ASSIGNMENT »
Copy the interview starting at "MOLAN: Give yourself" and ending after "past hundred days?", substituting "100 days" for every "hundred days".

*** SELECTED TEXT ***

ERIN MOLAN, HOST: Prime Minister, first of all, thank you so much for sitting down with me.
PRIME MINISTER ANTHONY ALBANESE: Good to be with you, Erin.
MOLAN: Give yourself a score out of a hundred for your first one hundred days.
PRIME MINISTER: Well, I'm not a commentator, so there's no right answer to that. I'll leave that to others. But I'm pleased with how the government is going. I think in the first hundred days, all you can do is set a tone.
MOLAN: So the happiest you've been over the past hundred days?
PRIME MINISTER: I think probably the 21st May was a very a happy moment. Truth is, it was a relief. It's something that there was a real sense of occasion. I was very calm on the night. I had people just at my home in Marrickville. There was Penny and Jodie and Nathan and just a couple of people from my office. I cooked pasta that night in a very calm way. And no one could eat – Penny Wong and Nathan were the only people who ate the pasta. But that sense of relief came through when it was clear that we were going to succeed. I was confident on the night that we would get to 76 and be able to form a majority government that I think is important for stability.

*** End of SELECTED TEXT ***
*** ENTRIES SHOWN ***

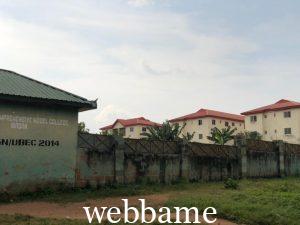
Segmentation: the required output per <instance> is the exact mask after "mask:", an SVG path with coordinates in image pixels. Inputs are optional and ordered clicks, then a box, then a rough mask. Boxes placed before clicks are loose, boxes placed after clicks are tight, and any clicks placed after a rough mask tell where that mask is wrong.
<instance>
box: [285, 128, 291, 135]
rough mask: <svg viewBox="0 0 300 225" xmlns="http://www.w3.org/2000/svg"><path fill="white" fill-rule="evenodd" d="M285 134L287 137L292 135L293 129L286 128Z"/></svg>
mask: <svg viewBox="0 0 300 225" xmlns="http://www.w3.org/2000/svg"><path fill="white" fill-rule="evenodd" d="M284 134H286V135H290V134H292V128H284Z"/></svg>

*** End of ENTRIES SHOWN ***
*** ENTRIES SHOWN ***

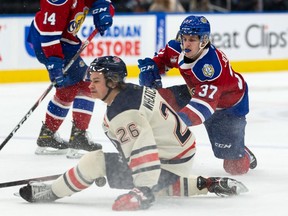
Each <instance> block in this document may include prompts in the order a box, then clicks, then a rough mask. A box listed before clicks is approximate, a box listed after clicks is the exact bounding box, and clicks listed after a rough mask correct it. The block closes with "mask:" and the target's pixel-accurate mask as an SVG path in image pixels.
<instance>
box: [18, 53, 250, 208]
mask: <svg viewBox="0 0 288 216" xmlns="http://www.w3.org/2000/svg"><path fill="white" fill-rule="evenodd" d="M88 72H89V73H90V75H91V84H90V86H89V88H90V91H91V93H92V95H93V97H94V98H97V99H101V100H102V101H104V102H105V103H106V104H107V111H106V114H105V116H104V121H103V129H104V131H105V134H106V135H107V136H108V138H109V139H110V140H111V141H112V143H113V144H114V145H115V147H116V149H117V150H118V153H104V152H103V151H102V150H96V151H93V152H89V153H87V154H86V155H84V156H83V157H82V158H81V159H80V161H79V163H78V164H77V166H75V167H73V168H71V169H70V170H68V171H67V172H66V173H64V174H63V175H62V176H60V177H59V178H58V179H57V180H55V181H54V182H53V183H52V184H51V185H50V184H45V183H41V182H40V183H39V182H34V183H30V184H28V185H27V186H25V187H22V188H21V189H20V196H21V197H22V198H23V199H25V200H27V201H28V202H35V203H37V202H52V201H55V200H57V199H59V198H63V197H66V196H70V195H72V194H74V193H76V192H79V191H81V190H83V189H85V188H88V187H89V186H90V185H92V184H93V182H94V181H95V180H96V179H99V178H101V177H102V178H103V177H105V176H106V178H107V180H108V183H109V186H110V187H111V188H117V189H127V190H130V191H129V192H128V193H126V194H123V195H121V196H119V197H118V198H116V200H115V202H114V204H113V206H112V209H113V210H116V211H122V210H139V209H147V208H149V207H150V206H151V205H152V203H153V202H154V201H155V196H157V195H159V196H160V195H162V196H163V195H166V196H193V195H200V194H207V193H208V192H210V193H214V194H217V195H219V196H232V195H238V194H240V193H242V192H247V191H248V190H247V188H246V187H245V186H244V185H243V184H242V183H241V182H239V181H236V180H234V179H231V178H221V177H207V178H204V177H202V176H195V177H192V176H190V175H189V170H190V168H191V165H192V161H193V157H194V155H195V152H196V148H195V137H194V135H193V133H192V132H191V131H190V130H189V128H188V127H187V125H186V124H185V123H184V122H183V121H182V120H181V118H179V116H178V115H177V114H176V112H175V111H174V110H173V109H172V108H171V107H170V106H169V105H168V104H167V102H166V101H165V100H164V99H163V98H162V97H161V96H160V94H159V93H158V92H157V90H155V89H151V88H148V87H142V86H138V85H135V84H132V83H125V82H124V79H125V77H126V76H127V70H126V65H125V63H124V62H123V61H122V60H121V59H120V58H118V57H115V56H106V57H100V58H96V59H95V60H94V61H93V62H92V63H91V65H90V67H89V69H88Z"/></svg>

*** End of ENTRIES SHOWN ***
*** ENTRIES SHOWN ***

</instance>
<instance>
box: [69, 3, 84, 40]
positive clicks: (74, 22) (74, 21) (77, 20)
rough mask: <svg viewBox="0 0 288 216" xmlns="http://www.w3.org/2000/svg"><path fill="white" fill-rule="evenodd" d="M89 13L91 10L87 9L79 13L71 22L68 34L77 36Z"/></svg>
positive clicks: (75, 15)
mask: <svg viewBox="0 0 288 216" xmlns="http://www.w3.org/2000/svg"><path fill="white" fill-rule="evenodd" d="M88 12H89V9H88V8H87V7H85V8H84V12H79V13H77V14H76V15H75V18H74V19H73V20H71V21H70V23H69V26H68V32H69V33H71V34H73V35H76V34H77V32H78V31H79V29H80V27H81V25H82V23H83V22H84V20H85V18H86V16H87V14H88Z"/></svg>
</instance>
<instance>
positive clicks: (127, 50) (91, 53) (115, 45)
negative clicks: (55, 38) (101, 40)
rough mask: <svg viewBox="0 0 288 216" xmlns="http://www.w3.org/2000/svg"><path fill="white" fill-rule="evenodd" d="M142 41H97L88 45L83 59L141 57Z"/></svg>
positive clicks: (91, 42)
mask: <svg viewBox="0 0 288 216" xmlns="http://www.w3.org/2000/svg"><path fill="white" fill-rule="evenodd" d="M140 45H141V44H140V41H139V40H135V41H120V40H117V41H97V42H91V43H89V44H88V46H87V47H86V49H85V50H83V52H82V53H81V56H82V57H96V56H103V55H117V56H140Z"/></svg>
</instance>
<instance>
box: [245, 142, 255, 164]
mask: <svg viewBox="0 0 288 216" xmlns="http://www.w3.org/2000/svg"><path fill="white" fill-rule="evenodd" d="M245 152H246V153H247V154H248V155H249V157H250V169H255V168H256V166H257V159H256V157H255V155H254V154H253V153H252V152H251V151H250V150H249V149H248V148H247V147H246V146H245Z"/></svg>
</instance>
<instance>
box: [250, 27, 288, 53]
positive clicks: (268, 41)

*** End of ENTRIES SHOWN ***

REPLY TO THE EXERCISE »
MOLAN: Give yourself a score out of a hundred for your first one 100 days.
PRIME MINISTER: Well, I'm not a commentator, so there's no right answer to that. I'll leave that to others. But I'm pleased with how the government is going. I think in the first 100 days, all you can do is set a tone.
MOLAN: So the happiest you've been over the past 100 days?